▸ TASK 1
Pick out every line of the entries below that contains the string "blue" and copy each one.

MEXICO CITY – Four Mexican municipal police have been arrested on charges of aiding presumed drug cartel enforcers wounded in a clash this week with federal forces in the northern border city of Nuevo Laredo, the Attorney General’s Office said.
Armando Montoya, Moises Hernandez, Victor Manuel Alfaro and Luis Rene Alfaro were detained after a witness accused them of assisting four suspected hit men wounded in Wednesday’s clash with army soldiers, the AG office said in a statement.
According to authorities, the detainees helped the suspected criminals into their squad car and drove them away from the scene of the gun battle.
After receiving the witness’ testimony, army soldiers went to the municipal police headquarters in Nuevo Laredo, just across the border from Laredo, Texas, and discovered blood stains in the two patrol cars involved in the incident.
In addition to the four police, six other men also were arrested on charges of attacking the soldiers in the Concordia neighborhood of Nuevo Laredo.
Two unidentified individuals were killed in the clash.

▸ TASK 2
Retype the entire report above on the police arrests in Nuevo Laredo, word for word.

▸ PROVIDED ENTRIES
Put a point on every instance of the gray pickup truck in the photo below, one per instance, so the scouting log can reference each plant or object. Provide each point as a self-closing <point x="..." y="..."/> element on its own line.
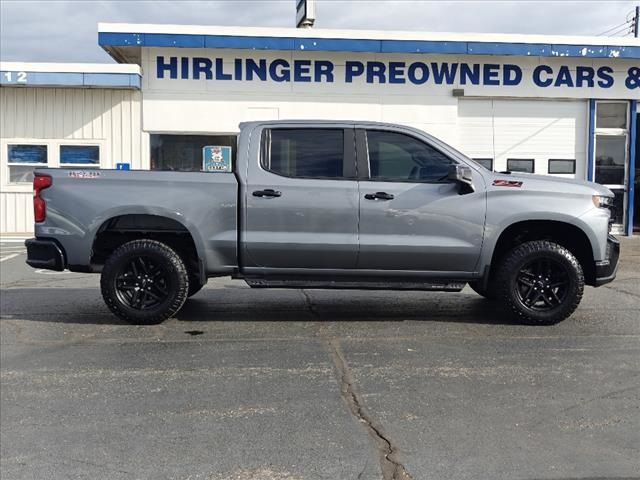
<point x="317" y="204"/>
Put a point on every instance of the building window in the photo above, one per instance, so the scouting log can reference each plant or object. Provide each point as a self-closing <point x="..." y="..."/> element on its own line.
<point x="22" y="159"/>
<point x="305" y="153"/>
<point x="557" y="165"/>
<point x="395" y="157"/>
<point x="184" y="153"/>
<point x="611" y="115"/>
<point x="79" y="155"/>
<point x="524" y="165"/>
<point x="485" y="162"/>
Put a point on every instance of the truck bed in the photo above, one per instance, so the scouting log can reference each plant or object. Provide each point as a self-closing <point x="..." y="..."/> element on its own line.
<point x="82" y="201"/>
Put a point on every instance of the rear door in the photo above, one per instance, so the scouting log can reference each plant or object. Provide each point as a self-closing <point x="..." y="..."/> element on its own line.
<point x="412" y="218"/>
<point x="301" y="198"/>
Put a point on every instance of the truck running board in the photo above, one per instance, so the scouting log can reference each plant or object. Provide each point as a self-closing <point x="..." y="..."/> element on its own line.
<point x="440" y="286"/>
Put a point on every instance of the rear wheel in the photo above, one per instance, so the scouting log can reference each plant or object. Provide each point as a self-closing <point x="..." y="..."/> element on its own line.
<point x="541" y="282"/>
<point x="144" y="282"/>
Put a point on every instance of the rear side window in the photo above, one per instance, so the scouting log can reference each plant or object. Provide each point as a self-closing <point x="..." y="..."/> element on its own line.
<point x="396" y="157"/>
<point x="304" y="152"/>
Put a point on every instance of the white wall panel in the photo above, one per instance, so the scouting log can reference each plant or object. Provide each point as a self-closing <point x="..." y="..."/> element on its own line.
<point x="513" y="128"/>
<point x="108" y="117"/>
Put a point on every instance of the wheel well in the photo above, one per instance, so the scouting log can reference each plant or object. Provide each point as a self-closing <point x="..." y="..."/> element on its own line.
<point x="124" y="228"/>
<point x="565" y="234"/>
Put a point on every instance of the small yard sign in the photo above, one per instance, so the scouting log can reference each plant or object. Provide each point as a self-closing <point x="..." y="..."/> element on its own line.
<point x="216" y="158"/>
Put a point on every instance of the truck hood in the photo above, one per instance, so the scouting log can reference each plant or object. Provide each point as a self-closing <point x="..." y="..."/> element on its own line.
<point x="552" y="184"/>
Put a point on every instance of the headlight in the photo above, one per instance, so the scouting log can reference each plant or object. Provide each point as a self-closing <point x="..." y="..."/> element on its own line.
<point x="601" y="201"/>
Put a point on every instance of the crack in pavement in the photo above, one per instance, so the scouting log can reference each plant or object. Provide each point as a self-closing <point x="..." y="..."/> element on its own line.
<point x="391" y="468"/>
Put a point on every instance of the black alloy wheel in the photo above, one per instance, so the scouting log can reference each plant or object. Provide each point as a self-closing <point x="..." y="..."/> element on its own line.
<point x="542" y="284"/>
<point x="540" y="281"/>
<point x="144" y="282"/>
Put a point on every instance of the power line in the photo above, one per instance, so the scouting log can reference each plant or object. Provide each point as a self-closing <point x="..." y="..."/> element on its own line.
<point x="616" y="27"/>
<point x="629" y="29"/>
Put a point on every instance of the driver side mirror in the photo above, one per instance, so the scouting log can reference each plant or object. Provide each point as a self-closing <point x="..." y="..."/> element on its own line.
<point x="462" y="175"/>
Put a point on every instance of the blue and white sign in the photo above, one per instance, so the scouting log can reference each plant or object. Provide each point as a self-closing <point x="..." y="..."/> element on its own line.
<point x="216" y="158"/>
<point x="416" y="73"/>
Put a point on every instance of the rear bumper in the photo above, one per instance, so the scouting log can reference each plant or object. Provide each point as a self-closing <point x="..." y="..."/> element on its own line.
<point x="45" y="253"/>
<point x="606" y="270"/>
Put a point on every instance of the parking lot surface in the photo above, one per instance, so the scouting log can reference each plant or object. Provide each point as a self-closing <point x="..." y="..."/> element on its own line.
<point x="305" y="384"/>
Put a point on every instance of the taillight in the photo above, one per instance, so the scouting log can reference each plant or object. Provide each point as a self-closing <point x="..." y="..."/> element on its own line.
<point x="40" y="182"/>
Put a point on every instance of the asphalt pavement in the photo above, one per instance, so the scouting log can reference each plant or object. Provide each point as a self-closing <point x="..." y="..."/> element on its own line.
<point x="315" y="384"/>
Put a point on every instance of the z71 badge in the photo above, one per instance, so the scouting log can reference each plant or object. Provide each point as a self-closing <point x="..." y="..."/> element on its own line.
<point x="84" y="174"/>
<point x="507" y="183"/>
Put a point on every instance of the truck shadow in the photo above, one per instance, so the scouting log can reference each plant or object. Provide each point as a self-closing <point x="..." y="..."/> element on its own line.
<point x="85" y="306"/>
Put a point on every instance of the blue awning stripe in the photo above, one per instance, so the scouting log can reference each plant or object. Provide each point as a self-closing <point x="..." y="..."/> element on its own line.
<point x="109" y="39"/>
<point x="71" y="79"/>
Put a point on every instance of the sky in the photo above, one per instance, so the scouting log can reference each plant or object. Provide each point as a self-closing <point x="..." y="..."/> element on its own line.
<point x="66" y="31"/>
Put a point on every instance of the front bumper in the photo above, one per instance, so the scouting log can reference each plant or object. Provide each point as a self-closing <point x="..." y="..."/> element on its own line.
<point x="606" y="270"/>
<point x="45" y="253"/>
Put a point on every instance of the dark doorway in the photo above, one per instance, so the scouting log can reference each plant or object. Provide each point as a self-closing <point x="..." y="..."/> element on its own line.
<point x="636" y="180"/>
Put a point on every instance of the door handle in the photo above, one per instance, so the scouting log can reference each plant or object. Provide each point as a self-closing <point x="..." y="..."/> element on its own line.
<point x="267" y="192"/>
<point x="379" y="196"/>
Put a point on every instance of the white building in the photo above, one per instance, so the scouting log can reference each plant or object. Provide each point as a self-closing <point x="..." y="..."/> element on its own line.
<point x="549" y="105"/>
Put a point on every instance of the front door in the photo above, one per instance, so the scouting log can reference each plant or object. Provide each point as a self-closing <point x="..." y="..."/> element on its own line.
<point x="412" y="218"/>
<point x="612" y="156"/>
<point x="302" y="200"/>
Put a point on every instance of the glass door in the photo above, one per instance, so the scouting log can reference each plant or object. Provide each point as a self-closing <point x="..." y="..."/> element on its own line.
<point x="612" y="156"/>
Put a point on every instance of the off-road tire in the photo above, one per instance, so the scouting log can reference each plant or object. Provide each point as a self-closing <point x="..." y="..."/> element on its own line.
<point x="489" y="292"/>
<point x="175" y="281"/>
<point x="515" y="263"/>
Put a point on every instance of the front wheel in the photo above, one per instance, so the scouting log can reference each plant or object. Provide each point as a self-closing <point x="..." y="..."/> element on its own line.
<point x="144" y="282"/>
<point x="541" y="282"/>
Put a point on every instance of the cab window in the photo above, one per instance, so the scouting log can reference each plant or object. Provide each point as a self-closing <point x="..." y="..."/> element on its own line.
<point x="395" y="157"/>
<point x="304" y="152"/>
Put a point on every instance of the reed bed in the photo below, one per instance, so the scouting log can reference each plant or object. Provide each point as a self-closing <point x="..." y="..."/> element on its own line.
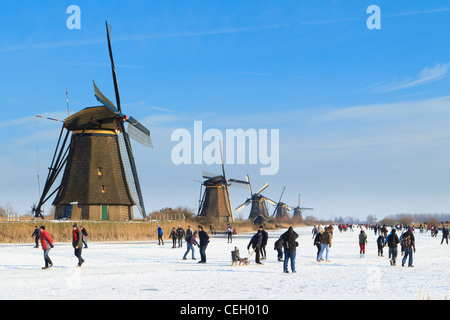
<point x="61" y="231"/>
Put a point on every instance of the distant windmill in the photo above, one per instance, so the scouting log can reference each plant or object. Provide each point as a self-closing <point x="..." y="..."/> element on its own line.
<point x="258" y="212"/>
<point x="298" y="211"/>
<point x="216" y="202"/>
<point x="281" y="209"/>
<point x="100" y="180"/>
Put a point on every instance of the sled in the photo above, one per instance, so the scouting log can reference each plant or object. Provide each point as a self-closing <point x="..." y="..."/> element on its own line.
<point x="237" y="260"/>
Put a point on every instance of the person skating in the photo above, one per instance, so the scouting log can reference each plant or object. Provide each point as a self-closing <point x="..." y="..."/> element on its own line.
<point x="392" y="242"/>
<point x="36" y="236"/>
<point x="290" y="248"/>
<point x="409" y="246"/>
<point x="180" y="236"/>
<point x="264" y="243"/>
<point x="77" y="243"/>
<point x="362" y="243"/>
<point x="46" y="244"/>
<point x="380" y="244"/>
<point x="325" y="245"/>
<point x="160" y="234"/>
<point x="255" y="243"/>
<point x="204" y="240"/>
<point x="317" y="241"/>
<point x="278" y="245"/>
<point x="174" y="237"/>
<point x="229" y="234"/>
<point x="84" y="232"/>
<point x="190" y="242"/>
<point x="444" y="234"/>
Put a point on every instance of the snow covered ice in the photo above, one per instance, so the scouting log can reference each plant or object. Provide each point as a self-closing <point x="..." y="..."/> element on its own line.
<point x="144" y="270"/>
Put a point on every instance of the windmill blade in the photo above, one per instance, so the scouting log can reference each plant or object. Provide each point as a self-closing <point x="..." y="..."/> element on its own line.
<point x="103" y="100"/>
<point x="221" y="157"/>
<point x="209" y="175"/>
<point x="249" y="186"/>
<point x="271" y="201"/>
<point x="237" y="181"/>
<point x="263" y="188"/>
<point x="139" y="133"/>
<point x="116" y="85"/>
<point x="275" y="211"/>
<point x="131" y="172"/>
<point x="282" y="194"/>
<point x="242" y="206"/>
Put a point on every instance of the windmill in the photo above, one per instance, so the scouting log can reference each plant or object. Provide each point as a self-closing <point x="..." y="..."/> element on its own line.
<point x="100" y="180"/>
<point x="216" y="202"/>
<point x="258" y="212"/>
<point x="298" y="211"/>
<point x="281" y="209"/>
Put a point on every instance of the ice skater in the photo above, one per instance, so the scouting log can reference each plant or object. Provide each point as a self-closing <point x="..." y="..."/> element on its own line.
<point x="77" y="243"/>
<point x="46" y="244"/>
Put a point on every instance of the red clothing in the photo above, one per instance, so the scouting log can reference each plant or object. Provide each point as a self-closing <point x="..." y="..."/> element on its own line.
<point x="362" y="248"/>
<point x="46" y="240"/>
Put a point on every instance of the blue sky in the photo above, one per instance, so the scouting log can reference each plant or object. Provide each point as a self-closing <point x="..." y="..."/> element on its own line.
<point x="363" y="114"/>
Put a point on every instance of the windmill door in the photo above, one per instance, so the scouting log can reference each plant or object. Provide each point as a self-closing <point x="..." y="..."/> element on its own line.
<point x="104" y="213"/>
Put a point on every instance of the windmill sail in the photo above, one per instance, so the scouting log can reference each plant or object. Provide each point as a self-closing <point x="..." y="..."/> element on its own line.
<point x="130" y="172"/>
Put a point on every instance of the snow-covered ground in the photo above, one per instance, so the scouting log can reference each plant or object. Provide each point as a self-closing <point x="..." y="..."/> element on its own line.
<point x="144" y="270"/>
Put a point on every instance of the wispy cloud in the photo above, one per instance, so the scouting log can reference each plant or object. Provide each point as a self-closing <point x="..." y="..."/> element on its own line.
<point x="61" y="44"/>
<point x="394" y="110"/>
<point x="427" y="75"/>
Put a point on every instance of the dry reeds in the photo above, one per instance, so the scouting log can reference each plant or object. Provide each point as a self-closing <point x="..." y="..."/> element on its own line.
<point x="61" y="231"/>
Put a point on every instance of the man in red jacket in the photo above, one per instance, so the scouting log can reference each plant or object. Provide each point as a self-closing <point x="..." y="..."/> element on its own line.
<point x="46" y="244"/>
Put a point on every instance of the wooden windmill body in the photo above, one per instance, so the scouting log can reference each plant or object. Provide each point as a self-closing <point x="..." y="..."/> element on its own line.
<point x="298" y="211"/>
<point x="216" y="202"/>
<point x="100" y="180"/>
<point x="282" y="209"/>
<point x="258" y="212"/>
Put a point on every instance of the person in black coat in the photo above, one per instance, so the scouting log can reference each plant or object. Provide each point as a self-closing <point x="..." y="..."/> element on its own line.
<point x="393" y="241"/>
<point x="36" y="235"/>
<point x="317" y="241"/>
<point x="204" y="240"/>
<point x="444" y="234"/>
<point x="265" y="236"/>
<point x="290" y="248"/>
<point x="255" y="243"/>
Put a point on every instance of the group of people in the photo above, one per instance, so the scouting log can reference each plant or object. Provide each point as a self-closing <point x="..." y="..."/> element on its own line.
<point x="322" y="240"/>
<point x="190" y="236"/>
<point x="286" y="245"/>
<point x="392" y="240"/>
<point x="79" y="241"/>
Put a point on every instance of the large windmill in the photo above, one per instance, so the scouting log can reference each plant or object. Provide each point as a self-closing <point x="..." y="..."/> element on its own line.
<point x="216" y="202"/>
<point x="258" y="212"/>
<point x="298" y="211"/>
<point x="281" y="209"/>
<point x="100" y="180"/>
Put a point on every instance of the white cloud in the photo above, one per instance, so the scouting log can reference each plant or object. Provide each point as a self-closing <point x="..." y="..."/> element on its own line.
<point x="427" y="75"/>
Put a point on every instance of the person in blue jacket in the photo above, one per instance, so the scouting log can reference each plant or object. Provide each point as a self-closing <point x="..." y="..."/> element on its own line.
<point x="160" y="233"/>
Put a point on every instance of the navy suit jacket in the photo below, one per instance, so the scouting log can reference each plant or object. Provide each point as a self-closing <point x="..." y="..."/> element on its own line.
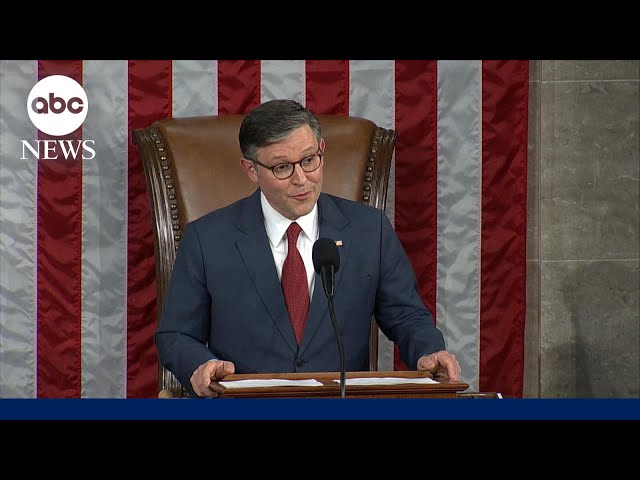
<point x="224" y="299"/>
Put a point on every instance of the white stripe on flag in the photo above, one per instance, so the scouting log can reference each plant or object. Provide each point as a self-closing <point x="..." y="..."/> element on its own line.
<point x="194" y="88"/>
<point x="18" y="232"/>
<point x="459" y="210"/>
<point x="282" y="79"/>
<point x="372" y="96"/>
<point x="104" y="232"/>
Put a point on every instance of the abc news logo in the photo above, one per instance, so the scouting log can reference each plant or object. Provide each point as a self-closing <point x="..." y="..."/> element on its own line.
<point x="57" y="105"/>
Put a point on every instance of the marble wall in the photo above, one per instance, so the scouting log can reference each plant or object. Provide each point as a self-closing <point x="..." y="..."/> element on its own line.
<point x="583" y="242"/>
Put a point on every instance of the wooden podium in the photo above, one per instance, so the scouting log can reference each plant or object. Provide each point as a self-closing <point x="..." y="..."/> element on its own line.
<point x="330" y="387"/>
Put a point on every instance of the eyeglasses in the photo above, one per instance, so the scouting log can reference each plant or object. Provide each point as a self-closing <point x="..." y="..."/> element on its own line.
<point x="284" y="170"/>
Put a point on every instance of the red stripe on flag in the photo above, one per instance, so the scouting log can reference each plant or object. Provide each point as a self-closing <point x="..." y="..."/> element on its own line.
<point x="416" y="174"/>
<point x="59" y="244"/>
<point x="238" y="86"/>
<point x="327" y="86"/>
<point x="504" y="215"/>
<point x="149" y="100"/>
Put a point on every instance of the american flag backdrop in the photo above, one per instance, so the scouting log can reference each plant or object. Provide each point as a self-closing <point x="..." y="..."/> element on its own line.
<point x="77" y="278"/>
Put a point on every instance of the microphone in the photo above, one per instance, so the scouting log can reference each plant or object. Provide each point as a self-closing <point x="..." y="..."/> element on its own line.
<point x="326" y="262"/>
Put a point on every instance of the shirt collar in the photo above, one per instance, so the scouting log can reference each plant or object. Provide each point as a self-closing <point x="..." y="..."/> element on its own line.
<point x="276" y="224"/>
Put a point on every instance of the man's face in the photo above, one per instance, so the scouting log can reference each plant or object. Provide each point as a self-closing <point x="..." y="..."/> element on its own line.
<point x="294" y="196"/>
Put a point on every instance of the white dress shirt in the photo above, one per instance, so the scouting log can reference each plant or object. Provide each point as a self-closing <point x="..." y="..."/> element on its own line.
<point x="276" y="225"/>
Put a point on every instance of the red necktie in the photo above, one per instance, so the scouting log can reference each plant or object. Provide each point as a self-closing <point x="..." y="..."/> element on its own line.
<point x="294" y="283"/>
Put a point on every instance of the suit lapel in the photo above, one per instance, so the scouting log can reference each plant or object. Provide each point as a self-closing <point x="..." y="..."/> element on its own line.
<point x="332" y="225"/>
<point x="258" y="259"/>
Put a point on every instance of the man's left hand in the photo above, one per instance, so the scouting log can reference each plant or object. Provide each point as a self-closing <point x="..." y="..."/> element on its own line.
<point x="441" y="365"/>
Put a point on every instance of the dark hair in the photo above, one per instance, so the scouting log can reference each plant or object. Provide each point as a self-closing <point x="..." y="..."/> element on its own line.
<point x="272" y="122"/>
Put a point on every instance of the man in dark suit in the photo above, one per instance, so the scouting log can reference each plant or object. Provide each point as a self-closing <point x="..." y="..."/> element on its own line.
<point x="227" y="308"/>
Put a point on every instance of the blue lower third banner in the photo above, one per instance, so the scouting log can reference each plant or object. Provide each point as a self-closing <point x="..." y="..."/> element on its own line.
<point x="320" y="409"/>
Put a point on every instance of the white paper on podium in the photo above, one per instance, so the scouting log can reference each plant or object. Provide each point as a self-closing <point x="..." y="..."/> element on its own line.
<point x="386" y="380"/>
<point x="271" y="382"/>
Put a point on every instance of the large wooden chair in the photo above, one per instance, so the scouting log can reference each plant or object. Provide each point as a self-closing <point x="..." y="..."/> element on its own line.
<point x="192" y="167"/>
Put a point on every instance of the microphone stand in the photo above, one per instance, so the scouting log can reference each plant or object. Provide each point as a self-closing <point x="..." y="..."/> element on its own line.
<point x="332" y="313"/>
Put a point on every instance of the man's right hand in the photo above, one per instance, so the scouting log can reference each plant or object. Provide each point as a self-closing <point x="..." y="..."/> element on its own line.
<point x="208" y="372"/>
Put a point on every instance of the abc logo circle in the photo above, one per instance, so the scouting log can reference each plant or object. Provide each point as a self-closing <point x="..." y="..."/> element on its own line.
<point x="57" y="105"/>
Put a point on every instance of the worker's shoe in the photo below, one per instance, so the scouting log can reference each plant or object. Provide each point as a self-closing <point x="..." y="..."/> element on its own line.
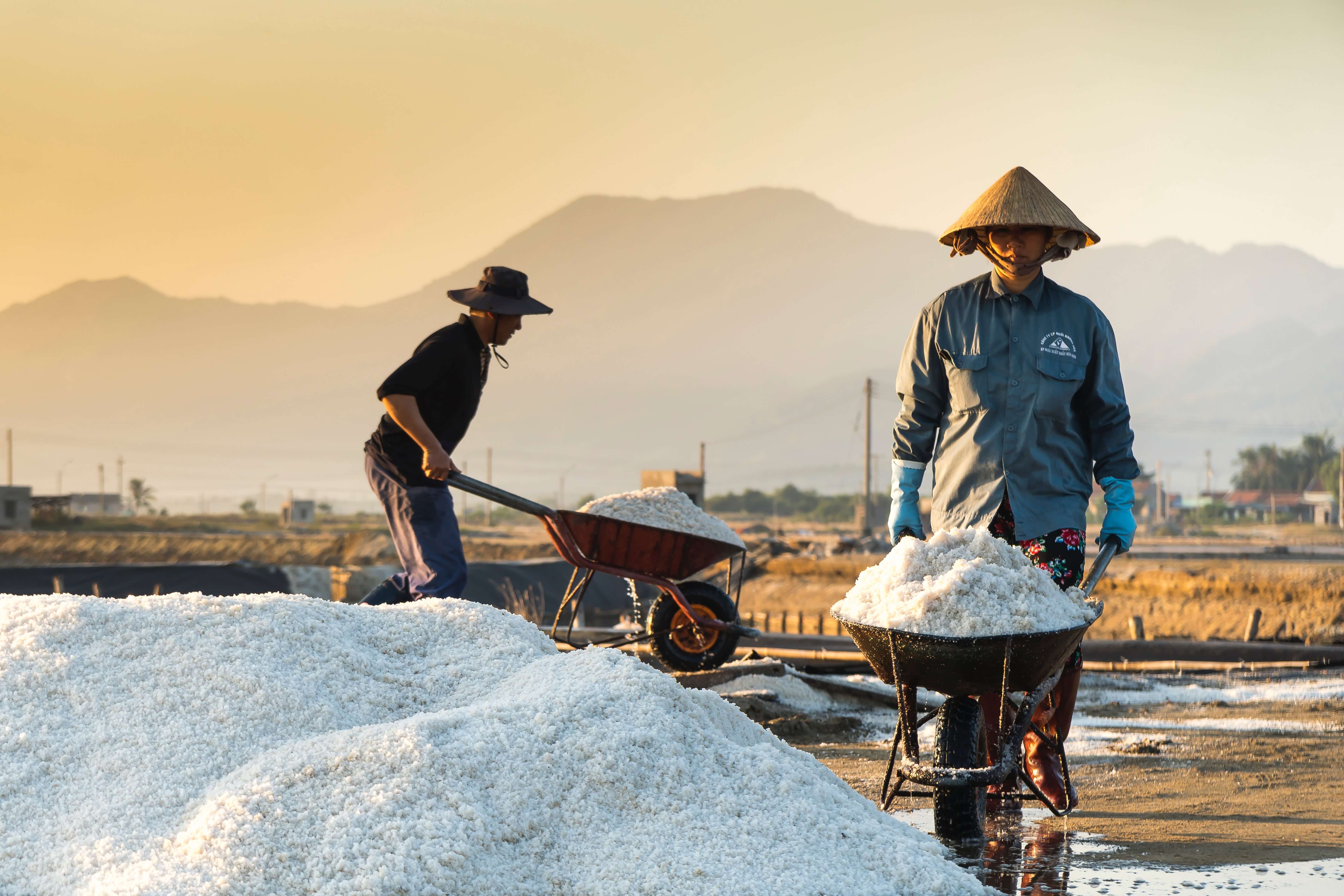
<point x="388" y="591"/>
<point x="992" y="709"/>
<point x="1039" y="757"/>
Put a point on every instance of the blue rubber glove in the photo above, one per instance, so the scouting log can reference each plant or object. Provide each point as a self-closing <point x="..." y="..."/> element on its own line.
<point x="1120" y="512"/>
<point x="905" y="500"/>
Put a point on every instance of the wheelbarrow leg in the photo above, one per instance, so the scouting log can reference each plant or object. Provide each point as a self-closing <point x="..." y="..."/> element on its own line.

▸ WRITTEN ANSWER 1
Put a point on every instance of the blue and white sign in the photo above, one per instance, so the scouting log can reference each plant or object. Provide each point as a self-closing <point x="..." y="..."/> element on its own line.
Put a point on every instance of the blue awning stripe in the photo above, one per instance, so the scouting log can reference each plant or object. Provide each point as a self-closing <point x="..." y="..."/> element on its own line.
Put a point on every instance of the blue sky in the photo above, one per instance, so the scouting log can reference each plant or object. Provide each point as a self-closing <point x="..." y="..."/> element on its own line.
Put a point on every instance of the person in blue jacket in the photo above, one per instance, so the scouting log can reference each plant or object. Provide each point as a self-closing <point x="..." y="..."/> element on its own line.
Put a point on every instance of the blue lower third banner in the photo above, one per instance, so the scouting log can reference each plant or object. Provide each point as a self-closing <point x="..." y="..."/> element on its own line.
Put a point on every instance of the blue rubber glove in the photo above, one per instance, so the scouting log can reference each plant or object. Provide each point as a self-closing <point x="..." y="..."/> element on its own line.

▸ WRITTEN ANSWER 2
MEXICO CITY – Four Mexican municipal police have been arrested on charges of aiding presumed drug cartel enforcers wounded in a clash this week with federal forces in the northern border city of Nuevo Laredo, the Attorney General’s Office said.
Armando Montoya, Moises Hernandez, Victor Manuel Alfaro and Luis Rene Alfaro were detained after a witness accused them of assisting four suspected hit men wounded in Wednesday’s clash with army soldiers, the AG office said in a statement.
According to authorities, the detainees helped the suspected criminals into their squad car and drove them away from the scene of the gun battle.
After receiving the witness’ testimony, army soldiers went to the municipal police headquarters in Nuevo Laredo, just across the border from Laredo, Texas, and discovered blood stains in the two patrol cars involved in the incident.
In addition to the four police, six other men also were arrested on charges of attacking the soldiers in the Concordia neighborhood of Nuevo Laredo.
Two unidentified individuals were killed in the clash.